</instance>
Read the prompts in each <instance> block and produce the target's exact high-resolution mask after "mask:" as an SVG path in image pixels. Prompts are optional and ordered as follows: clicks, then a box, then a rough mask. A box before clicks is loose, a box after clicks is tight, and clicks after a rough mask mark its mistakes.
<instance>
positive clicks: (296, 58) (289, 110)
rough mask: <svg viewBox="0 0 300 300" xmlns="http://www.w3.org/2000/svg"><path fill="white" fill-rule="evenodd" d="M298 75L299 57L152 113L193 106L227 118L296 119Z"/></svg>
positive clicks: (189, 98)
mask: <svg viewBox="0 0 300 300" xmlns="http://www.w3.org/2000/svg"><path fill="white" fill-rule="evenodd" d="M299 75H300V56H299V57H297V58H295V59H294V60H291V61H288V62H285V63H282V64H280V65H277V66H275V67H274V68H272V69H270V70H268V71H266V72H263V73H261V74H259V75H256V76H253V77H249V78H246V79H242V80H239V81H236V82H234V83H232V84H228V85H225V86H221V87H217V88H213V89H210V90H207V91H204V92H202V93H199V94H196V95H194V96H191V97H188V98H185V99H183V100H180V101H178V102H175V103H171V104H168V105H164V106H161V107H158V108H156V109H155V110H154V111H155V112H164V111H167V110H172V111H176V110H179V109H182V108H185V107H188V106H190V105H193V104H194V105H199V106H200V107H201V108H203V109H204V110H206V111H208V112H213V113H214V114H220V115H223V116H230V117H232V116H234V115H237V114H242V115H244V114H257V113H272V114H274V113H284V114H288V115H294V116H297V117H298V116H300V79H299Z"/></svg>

★ ★ ★ ★ ★

Required work
With the first line of the material as the start and the line containing "rough mask: <svg" as the end, repeat that span exactly and add nothing.

Answer box
</instance>
Read the prompts in each <instance> block and produce the target's exact high-resolution mask after "mask:" as an SVG path in image pixels. Prompts are optional and ordered as follows: clicks, then a box, then a rough mask. A box before clicks is loose, a box after clicks is tight, and clicks after a rough mask mark its mistakes.
<instance>
positive clicks: (296, 58) (289, 110)
rough mask: <svg viewBox="0 0 300 300" xmlns="http://www.w3.org/2000/svg"><path fill="white" fill-rule="evenodd" d="M298 75L299 57L152 113L193 106L227 118L296 119Z"/></svg>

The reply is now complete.